Your task is to transcribe each record exactly and to omit every image.

======== Data shown ========

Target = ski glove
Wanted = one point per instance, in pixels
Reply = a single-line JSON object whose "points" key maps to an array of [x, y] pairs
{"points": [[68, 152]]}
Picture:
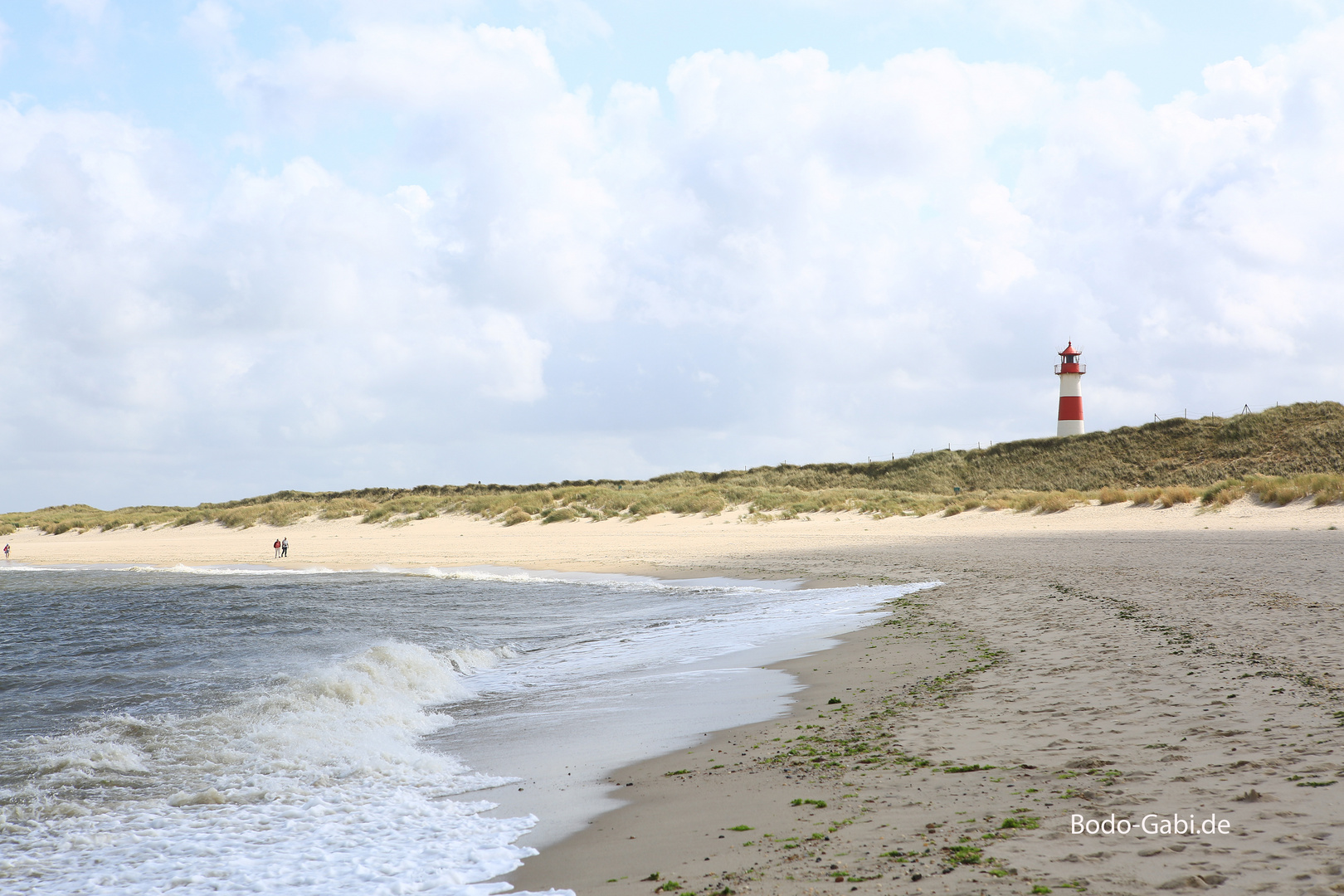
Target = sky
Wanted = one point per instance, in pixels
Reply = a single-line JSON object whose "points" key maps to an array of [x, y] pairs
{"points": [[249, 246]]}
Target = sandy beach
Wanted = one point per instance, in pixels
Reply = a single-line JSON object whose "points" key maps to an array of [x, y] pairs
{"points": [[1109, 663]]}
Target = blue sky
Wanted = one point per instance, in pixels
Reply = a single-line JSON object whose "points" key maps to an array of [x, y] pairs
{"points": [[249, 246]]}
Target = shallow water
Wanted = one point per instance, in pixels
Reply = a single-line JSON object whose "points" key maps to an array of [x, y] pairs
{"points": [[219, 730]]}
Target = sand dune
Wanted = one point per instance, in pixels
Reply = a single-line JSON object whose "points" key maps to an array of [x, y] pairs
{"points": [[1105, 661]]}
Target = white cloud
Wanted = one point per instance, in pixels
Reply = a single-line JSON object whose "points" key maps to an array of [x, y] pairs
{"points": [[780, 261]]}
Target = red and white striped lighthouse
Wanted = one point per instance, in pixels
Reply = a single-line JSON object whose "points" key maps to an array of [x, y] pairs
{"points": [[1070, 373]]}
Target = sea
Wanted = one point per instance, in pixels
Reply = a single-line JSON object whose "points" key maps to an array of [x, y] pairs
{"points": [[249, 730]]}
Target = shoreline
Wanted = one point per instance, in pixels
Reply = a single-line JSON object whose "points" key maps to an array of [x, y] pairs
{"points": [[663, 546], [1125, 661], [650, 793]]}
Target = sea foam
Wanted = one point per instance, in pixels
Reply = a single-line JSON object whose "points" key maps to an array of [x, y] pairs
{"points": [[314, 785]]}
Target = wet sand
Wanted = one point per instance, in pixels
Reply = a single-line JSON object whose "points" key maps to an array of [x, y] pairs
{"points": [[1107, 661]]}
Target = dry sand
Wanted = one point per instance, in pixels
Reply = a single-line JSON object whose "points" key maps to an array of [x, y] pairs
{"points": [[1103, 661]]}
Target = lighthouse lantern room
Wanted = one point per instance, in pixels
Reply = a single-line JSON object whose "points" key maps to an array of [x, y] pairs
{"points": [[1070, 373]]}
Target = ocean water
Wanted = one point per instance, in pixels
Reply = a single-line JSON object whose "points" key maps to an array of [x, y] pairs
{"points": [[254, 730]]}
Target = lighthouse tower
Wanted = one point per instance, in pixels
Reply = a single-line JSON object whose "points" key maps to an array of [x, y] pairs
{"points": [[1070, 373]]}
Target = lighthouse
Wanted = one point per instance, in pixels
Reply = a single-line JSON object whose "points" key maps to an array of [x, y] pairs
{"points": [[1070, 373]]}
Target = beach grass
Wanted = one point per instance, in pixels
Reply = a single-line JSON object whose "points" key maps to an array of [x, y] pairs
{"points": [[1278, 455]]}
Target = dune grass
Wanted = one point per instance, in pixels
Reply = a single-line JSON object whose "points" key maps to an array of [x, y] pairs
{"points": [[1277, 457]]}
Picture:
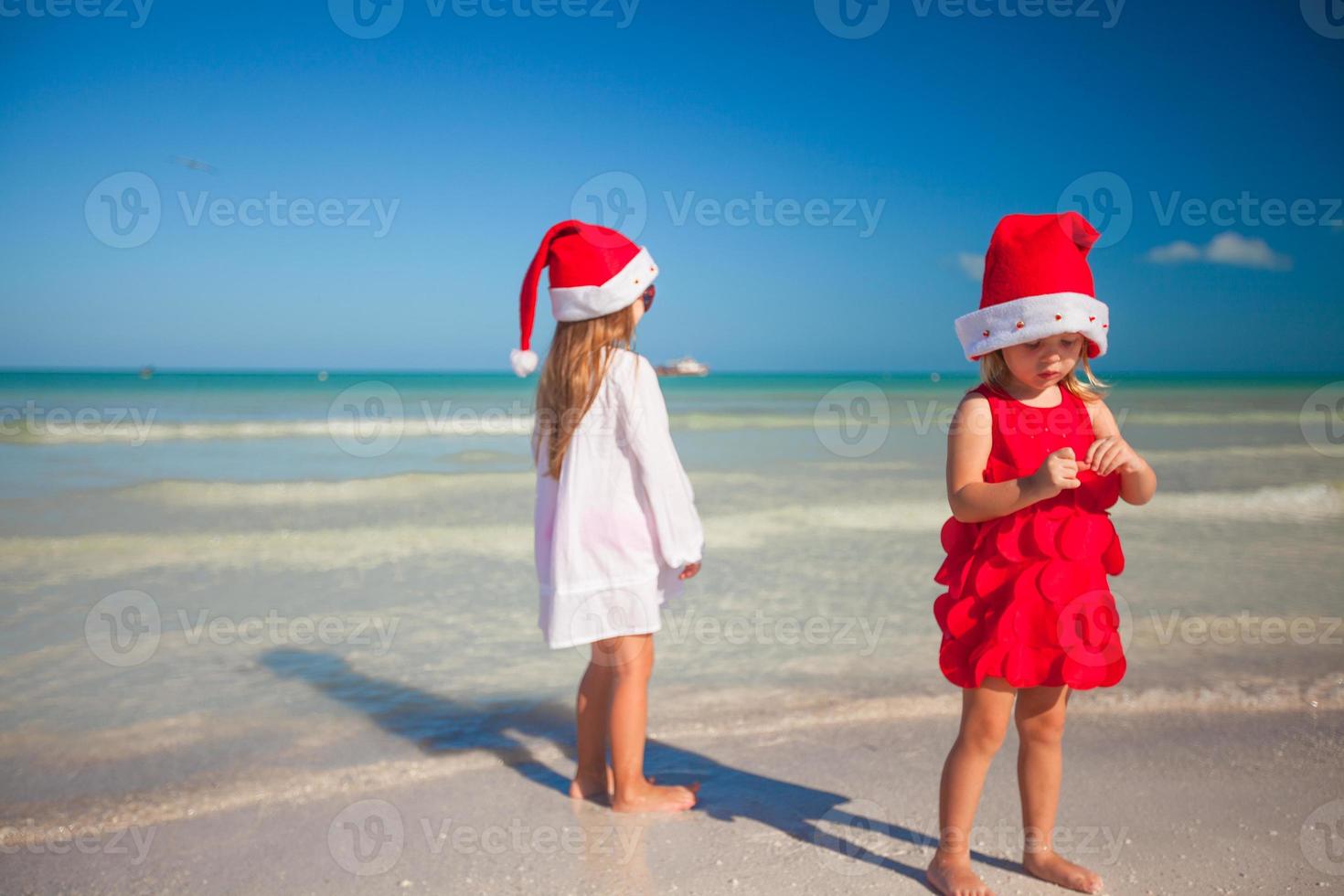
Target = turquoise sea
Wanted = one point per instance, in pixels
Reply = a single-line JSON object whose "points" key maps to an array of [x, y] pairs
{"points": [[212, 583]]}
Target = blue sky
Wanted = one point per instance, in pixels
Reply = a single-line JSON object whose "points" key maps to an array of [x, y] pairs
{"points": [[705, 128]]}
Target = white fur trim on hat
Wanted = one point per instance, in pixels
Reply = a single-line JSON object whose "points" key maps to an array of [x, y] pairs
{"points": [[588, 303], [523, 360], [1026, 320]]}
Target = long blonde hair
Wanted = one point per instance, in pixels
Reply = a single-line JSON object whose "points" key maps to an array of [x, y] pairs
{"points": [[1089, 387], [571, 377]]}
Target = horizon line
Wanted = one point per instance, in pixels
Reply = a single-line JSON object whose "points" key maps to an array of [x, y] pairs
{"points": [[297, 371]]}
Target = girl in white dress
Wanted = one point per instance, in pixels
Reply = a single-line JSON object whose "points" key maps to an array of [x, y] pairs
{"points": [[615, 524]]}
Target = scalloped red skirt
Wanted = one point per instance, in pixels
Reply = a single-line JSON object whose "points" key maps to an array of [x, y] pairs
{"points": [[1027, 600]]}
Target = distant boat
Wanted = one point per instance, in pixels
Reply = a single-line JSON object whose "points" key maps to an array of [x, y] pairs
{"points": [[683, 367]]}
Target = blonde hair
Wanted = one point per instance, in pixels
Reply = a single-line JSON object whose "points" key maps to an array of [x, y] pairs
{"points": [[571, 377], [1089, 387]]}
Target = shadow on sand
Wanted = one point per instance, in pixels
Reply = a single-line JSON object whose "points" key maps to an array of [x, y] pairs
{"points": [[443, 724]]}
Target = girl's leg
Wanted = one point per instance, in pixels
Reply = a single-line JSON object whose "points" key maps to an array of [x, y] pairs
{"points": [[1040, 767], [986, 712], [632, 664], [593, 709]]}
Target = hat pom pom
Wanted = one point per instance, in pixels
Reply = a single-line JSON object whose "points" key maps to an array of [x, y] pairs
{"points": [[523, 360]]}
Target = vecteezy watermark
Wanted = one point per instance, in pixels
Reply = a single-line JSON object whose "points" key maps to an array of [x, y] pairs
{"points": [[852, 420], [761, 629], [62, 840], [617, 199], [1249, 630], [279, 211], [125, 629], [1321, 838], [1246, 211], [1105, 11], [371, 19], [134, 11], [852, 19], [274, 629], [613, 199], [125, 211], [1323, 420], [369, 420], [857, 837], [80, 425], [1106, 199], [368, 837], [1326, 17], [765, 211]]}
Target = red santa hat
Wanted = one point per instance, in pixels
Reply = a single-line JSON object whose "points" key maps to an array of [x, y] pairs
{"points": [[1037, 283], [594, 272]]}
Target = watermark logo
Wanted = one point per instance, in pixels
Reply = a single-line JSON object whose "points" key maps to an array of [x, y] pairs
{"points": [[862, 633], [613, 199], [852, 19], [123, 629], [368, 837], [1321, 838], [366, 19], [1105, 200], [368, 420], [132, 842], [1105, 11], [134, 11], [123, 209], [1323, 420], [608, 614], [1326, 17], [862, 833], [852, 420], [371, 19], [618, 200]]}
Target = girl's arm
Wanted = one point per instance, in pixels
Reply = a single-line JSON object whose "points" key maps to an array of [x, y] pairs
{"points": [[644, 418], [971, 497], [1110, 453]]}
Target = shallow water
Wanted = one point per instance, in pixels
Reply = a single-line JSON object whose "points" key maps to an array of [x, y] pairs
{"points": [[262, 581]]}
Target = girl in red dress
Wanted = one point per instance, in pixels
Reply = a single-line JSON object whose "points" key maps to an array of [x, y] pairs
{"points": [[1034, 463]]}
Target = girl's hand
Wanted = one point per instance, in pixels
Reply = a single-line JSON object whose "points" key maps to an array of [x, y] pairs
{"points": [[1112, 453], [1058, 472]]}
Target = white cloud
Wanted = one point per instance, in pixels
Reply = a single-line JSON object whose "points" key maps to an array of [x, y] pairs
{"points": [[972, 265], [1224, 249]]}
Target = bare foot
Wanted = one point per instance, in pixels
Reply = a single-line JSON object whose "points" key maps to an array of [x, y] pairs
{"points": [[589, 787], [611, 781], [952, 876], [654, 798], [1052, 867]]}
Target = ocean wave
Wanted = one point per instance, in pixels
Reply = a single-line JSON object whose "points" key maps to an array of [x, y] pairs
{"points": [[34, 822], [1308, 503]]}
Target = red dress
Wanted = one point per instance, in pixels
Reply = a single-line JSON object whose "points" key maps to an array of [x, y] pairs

========

### Exercise response
Target = ski glove
Wanted = one point per instance, in pixels
Reply = a single-line JSON object whose "points" key maps to an array of [x, y] pairs
{"points": [[68, 152]]}
Picture:
Target = sky
Wanted = one point per instance, in pixels
Reply = a single-line JSON object whose "points" key maps to an array of [x, y] pairs
{"points": [[249, 246]]}
Target = sandy beach
Wanted = one point per instance, in pixels
Reply = a single-line JSON object whose "points" key maps to an array of [x, y] pairs
{"points": [[1109, 663]]}
Target = blue sky
Wanted = one point per instance, in pixels
Reply = a single-line JSON object whose "points" key maps to an array of [x, y] pairs
{"points": [[249, 246]]}
Target = shallow water
Wanted = one point per instance, in pixels
Reply = a single-line JSON object whose "points" key maps to an array of [x, y] pairs
{"points": [[219, 730]]}
Target = sand dune
Wanted = one point per instance, in pixels
Reply = a single-line JSON object whose "points" key maps to an array of [x, y] pairs
{"points": [[1105, 661]]}
Target = white cloud
Wanted = one point per instance, in pixels
Reply = a single-line JSON object whose "points" key maps to an array of [x, y] pairs
{"points": [[780, 261]]}
Target = red and white striped lighthouse
Wanted = one point per instance, in pixels
Reply = a single-line JSON object whose "points" key maps to an array of [x, y] pairs
{"points": [[1070, 373]]}
Target = sea
Wanted = one point per instance, in pixels
Reply = a single-line JSON object whose "points" key maps to an array of [x, y] pairs
{"points": [[249, 730]]}
Target = shoreline
Wanted = one point per instance, in pixels
Reply = a single-line JSON object whose "points" key maps to an array of [x, y] pairs
{"points": [[663, 546], [1125, 661], [650, 793]]}
Target = sea foam
Wanted = one point per instance, in pixels
Reply = a single-line JSON object whose "points" key maps to an array of [x, y] pairs
{"points": [[314, 785]]}
Target = wet sand
Wanted = one point per instance, in pixels
Reply = a single-line JSON object whose "points" key maps to an array of [x, y] pairs
{"points": [[1107, 661]]}
Target = dry sand
Wanted = one point per instance, in pixels
Reply = a single-line JSON object whose "points" key maps to an array of [x, y] pairs
{"points": [[1103, 661]]}
Target = lighthouse lantern room
Wanted = one point per instance, in pixels
Reply = a single-line JSON object whose "points" key maps to an array of [x, y] pairs
{"points": [[1070, 373]]}
Target = ocean water
Wanted = one point per instance, in pixels
Reply = a single-line JSON object whose "points" key maps to an array of [x, y] pairs
{"points": [[254, 730]]}
Target = lighthouse tower
Wanted = one point per instance, in pixels
Reply = a single-line JSON object whose "points" key maps to an array of [x, y] pairs
{"points": [[1070, 373]]}
Target = lighthouse
Wanted = one point per instance, in pixels
Reply = a single-line JSON object whose "points" key maps to an array of [x, y] pairs
{"points": [[1070, 373]]}
Target = beach grass
Wanted = one point per instance, in pixels
Reply = a single-line JSON object whose "points" key maps to an array of [x, y] pairs
{"points": [[1278, 455]]}
Target = dune grass
Wanted = one point per instance, in pixels
Reply = a single-line JSON object whose "points" key maps to an array of [x, y] pairs
{"points": [[1277, 457]]}
Picture:
Target = turquoise sea
Wanted = one point per instance, in pixels
Reply = a single-line JSON object whose "points" key maps to an array of [x, y] pairs
{"points": [[212, 583]]}
Target = blue sky
Wanted = one point per instance, in pixels
Reply = a single-line JSON object whose "points" key maps to an array of [x, y] pairs
{"points": [[705, 128]]}
Target = white fur trim on hat
Wanted = one point per instance, in pixels
Reply = a single-line JSON object whose "points" key maps to an array of [x, y] pairs
{"points": [[588, 303], [523, 360], [1026, 320]]}
Target = long blonde hair
Wanted = one point per instance, in pixels
Reply = a single-line JSON object whose "points" key maps to an array of [x, y] pairs
{"points": [[1089, 387], [571, 377]]}
Target = horizon line
Wanted = one point per instance, in pixels
Reply = a single-line JSON object whose "points" key maps to an array of [x, y] pairs
{"points": [[297, 371]]}
Target = girl in white dress
Wanted = one point per instance, in pixels
Reply = a single-line JSON object whose "points" key maps to an array of [x, y] pairs
{"points": [[615, 524]]}
Target = scalloped red skirt
Wanted = one point per instance, in pixels
Reply = a single-line JSON object whose "points" key maps to an array of [x, y] pairs
{"points": [[1027, 600]]}
Target = distant boat
Wanted = one point per instance, in pixels
Reply = a single-line JSON object whose "points" key maps to an array of [x, y] pairs
{"points": [[683, 367]]}
Target = blonde hair
Wanted = one point per instance, in pixels
Reply = a single-line JSON object whose "points" key maps to an array of [x, y] pairs
{"points": [[571, 377], [1089, 387]]}
Target = shadow on sand
Wanted = one point per instance, in pixels
Reply = a single-line JSON object whose "points" key maps to an array of [x, y] pairs
{"points": [[443, 724]]}
Target = girl's leg
Wanted = one point per instance, in pixels
Reply = a single-line JSON object whose "points" key maps to an array of [x, y] pairs
{"points": [[1040, 767], [986, 712], [632, 664], [593, 709]]}
Target = hat pom pom
Wanted = one point per instance, in pixels
Reply = a single-line JSON object whose "points" key maps to an array of [x, y] pairs
{"points": [[523, 360]]}
Target = vecteezy watermark
Wanted = one point per instance, in pixels
Reply = a single-line JSON object whose "points" key maps to an array of [x, y] pairs
{"points": [[852, 420], [761, 629], [62, 840], [617, 199], [1249, 630], [279, 211], [125, 629], [1321, 838], [1246, 211], [1105, 11], [371, 19], [134, 11], [852, 19], [274, 629], [613, 199], [125, 211], [1323, 420], [369, 420], [857, 837], [80, 425], [1106, 199], [368, 837], [1326, 17], [765, 211]]}
Target = red santa hat
Wanted = one point per instance, in pixels
Reply = a single-line JSON object whose "points" key maps to an array of [x, y] pairs
{"points": [[1037, 283], [594, 272]]}
Target = watermark logo
Wanted = one point per instance, in pixels
Reply = a single-line JSON object whose "points" key maps to an array of [x, y] pairs
{"points": [[862, 633], [613, 199], [852, 19], [123, 629], [368, 837], [1321, 838], [366, 19], [1105, 200], [368, 420], [132, 842], [1105, 11], [134, 11], [123, 209], [1323, 420], [608, 614], [1326, 17], [862, 833], [852, 420], [371, 19], [618, 200]]}
Target = girl's arm
Wanted = one point per instance, in pixels
Reply = a single-line JSON object whose "points" key maps to an array of [x, y] pairs
{"points": [[644, 418], [971, 497], [1110, 453]]}
Target = shallow water
Wanted = one point per instance, in pixels
Reply = a single-line JSON object whose "points" key maps to an array of [x, y] pairs
{"points": [[262, 581]]}
Target = girl in red dress
Wanted = one point per instance, in pixels
Reply = a single-line JSON object whose "points" key maps to an array of [x, y] pairs
{"points": [[1034, 463]]}
Target = girl's hand
Wanted = one point per instance, in pixels
Reply = a single-line JSON object whose "points" key maps to an array of [x, y] pairs
{"points": [[1112, 453], [1058, 472]]}
Target = white cloud
Wanted = one point per instance, in pixels
Reply = a single-line JSON object whose "points" key maps to an array of [x, y] pairs
{"points": [[972, 265], [1224, 249]]}
Target = bare foot
Wanted = one point per instance, in pixels
Reply = a single-line JSON object whose "points" key maps to an array of [x, y] pairs
{"points": [[589, 787], [611, 781], [952, 876], [654, 798], [1052, 867]]}
Target = ocean wave
Wanted = one point per instance, in pixels
Reply = a single-line JSON object whose "points" key maps to an array of [x, y] pairs
{"points": [[34, 822], [1308, 503]]}
Target = red dress
Wanted = one point per instance, in pixels
Reply = a single-line JSON object whose "points" key maps to an array of [x, y] pairs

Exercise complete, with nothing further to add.